_Set exercise A:_ Copy the blog post about Auro, Lord of Jupiter, word for word, between "Soon, the brain" and "of various dangers.", inclusive.

_Text segment:_
Showing posts with label Planet Stories. Show all posts
Showing posts with label Planet Stories. Show all posts
Wednesday, November 27, 2019
Giant, Undead Brains and Three-Headed Dinosaurs
Auro, Lord of Jupiter, is a rather bizarre character. He first appeared in Planet Comics #41 (March 1946), ruling Jupiter with his consort Dorna. He's murdered by a rival.
About the same time, an American scientist named Chet Edson builds a prototype rocket ship, but a saboteur knocks him out, shoves him into the rocket and launches him into space. He crashes on Jupiter, but he can't survive in the atmosphere there.
So Dorna transfers Chet's mind into Auro's body. After a few adventures, Auro's personality reasserts itself and Chet is able to only subconsciously influence the big dope into taking intelligent action when in danger.
And there's a lot of danger on Jupiter. In Planet Comics #47 (March 1947), scientists are experimenting with the brain of a master criminal named Zago, King of the Underworlders. But Zago's brain is "struggling for freedom"and soon forces one of the scientists to drop him.
Soon, the brain has grown to gigantic proportions and is mind-controlling nearby people and animals. When Auro/Chet and Dorna fly in to investigate, they run into a gauntlet of various dangers.

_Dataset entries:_
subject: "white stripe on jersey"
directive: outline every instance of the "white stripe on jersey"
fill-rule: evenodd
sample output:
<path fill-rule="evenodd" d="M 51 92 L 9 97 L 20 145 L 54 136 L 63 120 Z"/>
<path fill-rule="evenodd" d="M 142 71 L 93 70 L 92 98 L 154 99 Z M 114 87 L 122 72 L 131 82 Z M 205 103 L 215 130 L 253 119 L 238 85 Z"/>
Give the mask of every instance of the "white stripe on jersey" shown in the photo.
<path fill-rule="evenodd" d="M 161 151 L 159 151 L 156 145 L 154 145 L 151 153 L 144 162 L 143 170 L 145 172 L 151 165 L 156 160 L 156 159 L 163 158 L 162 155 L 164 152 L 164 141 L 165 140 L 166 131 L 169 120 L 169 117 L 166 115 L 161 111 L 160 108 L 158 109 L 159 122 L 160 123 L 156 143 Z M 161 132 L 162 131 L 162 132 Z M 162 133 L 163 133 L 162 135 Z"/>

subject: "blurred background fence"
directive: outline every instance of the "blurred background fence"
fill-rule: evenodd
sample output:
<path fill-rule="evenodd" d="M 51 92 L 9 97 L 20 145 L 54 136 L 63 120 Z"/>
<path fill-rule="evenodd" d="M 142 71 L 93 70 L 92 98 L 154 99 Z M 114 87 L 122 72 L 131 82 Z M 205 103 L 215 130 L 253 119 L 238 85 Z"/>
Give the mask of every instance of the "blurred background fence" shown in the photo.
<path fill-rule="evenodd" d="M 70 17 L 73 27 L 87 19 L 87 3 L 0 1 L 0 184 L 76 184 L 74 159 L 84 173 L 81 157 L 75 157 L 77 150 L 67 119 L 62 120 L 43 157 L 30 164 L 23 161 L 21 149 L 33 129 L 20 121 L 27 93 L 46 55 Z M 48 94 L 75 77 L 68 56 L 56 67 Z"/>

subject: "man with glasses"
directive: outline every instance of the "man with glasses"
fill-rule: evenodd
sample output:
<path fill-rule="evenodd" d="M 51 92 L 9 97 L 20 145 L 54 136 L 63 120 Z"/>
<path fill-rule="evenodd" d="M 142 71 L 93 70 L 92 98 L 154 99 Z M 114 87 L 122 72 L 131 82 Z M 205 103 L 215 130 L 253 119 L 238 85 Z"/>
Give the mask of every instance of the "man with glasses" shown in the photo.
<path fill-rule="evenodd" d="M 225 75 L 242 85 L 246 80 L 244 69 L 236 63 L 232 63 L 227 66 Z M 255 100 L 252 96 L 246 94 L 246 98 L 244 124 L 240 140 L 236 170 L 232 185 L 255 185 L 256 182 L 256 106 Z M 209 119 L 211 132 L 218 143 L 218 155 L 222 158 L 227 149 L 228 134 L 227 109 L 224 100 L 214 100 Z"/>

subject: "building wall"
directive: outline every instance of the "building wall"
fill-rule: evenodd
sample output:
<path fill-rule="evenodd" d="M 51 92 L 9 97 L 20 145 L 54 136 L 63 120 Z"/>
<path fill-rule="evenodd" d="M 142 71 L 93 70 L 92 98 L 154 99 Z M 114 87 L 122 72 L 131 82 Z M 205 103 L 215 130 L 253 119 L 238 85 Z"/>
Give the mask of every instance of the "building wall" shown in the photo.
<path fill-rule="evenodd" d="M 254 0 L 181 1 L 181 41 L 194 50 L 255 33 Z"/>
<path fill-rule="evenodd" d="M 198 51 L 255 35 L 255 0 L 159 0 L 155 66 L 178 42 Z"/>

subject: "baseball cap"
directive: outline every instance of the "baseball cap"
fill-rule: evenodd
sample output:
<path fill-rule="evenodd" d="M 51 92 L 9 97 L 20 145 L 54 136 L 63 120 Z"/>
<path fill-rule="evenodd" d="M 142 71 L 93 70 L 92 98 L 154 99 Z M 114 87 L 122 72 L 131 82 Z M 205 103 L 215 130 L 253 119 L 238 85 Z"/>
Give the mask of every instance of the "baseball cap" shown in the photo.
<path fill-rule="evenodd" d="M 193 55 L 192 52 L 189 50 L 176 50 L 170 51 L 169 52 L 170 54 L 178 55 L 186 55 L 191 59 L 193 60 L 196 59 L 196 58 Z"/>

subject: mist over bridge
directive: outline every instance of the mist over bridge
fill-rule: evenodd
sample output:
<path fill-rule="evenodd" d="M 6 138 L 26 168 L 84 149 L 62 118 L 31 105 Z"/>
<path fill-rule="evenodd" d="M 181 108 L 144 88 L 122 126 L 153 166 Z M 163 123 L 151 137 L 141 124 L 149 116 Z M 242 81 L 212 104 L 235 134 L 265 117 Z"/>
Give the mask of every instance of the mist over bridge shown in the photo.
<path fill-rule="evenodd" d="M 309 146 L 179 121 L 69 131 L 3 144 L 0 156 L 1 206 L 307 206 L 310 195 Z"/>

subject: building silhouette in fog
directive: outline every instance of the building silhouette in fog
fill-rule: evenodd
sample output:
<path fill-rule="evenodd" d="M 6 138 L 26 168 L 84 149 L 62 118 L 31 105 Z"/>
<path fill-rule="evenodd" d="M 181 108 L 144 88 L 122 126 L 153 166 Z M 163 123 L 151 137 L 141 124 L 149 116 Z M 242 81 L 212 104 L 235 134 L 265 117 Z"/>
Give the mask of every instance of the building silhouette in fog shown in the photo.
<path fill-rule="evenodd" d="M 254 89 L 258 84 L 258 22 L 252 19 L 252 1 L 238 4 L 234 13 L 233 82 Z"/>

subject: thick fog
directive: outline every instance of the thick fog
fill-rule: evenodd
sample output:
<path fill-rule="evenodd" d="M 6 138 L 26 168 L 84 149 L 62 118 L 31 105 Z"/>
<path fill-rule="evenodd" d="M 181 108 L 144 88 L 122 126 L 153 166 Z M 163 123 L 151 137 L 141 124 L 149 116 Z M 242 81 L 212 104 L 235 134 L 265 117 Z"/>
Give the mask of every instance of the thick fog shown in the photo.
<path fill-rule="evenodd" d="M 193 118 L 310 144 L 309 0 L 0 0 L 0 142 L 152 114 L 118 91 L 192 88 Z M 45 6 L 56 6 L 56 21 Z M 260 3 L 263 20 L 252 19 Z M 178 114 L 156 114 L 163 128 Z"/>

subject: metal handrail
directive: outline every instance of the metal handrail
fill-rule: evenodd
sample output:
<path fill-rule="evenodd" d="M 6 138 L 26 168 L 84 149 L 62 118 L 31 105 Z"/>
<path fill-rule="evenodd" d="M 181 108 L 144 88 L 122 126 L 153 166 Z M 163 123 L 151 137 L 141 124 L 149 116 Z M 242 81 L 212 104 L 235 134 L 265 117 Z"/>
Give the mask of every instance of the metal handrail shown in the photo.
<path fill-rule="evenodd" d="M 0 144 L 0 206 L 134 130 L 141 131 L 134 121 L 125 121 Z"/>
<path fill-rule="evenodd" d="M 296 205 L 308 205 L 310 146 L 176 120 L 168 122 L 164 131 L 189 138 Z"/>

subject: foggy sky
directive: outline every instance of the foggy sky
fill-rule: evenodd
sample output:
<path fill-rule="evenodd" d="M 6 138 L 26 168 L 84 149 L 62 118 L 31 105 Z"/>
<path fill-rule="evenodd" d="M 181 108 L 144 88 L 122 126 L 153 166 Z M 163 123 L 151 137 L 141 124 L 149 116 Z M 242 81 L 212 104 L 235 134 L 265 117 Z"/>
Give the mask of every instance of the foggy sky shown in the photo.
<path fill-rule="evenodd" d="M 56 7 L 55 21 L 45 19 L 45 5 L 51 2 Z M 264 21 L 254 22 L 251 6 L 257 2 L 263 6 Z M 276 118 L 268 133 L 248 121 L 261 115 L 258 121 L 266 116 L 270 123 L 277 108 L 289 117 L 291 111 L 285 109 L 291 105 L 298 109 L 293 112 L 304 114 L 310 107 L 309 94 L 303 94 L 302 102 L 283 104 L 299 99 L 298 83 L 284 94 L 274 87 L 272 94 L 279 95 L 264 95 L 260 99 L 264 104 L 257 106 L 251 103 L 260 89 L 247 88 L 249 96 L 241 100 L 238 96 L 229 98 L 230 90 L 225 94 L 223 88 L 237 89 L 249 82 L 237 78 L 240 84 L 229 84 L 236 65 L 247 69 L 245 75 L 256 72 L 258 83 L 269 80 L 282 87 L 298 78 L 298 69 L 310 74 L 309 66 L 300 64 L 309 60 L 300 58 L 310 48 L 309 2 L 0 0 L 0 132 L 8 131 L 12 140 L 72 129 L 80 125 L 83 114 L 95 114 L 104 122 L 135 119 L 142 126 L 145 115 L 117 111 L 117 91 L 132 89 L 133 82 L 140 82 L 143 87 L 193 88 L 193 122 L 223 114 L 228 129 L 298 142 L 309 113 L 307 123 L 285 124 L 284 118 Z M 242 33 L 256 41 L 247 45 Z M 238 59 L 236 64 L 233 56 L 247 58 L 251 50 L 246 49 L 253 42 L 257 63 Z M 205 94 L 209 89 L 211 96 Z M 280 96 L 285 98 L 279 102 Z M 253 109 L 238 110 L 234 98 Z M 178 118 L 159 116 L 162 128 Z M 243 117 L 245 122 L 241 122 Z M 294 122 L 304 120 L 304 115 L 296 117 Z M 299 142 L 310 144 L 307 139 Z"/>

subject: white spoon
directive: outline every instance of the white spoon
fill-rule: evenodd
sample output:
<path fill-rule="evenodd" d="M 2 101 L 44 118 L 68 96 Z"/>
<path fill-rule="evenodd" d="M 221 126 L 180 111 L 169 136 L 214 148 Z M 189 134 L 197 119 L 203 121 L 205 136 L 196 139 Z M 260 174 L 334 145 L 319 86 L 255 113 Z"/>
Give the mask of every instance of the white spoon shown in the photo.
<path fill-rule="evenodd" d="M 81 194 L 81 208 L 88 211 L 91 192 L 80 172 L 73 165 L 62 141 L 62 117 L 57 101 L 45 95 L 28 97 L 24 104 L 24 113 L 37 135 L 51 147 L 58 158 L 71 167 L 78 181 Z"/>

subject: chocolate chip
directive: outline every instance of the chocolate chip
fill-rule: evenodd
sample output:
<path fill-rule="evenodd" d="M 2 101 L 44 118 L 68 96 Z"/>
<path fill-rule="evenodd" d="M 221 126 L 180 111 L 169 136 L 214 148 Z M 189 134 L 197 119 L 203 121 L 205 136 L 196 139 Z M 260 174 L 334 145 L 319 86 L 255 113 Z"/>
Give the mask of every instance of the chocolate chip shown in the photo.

_Set exercise B:_ In the rows, take the lines between the lines holding "subject: building silhouette in fog" and "254 89 L 258", inclusive, and switch "fog" to "mist". Return only those lines, with nothing else changed.

_Task solution A:_
Soon, the brain has grown to gigantic proportions and is mind-controlling nearby people and animals. When Auro/Chet and Dorna fly in to investigate, they run into a gauntlet of various dangers.

_Task solution B:_
subject: building silhouette in mist
directive: outline every instance of the building silhouette in mist
fill-rule: evenodd
sample output:
<path fill-rule="evenodd" d="M 6 138 L 26 168 L 84 149 L 62 118 L 31 105 Z"/>
<path fill-rule="evenodd" d="M 181 108 L 144 88 L 122 126 L 153 166 Z M 163 123 L 151 137 L 141 124 L 149 116 Z M 242 81 L 212 104 L 235 134 L 265 117 Z"/>
Give the mask of every instance of the building silhouette in mist shown in the photo.
<path fill-rule="evenodd" d="M 254 89 L 258 84 L 258 22 L 252 19 L 252 1 L 238 4 L 234 13 L 233 82 Z"/>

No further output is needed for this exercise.